- _How to complete this task_
Give back every entry in full, exactly as it reads.

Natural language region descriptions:
__________________________________________________
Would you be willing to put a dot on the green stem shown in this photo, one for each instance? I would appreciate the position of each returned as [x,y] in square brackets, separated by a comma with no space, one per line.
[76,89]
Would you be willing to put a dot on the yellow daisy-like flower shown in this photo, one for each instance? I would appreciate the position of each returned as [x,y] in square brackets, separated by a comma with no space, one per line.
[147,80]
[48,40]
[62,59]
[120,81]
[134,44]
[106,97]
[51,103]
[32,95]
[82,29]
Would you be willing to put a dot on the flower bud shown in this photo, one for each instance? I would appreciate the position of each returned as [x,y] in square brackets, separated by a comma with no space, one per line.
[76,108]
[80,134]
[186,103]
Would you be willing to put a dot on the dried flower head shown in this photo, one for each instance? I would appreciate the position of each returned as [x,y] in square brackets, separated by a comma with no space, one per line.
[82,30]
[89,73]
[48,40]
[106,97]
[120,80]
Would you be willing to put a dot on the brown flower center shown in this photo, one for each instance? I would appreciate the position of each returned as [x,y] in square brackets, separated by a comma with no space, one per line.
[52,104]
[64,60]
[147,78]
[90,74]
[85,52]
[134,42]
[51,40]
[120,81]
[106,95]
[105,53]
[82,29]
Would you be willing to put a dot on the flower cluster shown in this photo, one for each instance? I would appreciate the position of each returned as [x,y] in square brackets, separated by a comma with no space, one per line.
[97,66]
__________________________________________________
- _Answer section_
Would you be willing to put a dot on the green stem shown in this photo, one for each instance? I would appreciate the position of each returned as [x,y] in square brackets, separated by a comma with no space, one per line.
[76,89]
Would you be willing to put a dot on the yellow daisy-like flower shown in this photo, one for each instance? I would appreciate the position of each returned as [x,y] in square brackets, separated by a comma with no space, one per line.
[147,80]
[48,40]
[62,59]
[120,81]
[134,44]
[106,97]
[51,103]
[32,95]
[82,29]
Would you be willing to put a dot on the flower bud shown in this photo, one for each instance? I would appreciate the position of each returned as [x,y] in square brackets, separated by a comma with no space, one per line.
[76,108]
[80,134]
[186,103]
Would you be willing to put a dot on the dried flower head shown in this photo, one for each instance? I would appreciate the position of each returned as [x,y] in square brackets, separated by a comma with no space, one per line.
[82,30]
[89,73]
[48,40]
[106,97]
[120,80]
Would you be willing to put a dot on the brown flower center shown in this photo, one for each instance? I would appreciate the position of each returned as [x,y] in square brackets, separated by a comma with no space, one per line.
[52,104]
[64,60]
[147,78]
[90,74]
[85,52]
[134,42]
[51,40]
[120,81]
[106,95]
[105,53]
[82,29]
Would you be willing to put a dot on the flower cluster shown in this photo, one for each instance? I would appreciate the position of each returned as [x,y] in square brackets, separated by a comma with no space, one per line.
[97,66]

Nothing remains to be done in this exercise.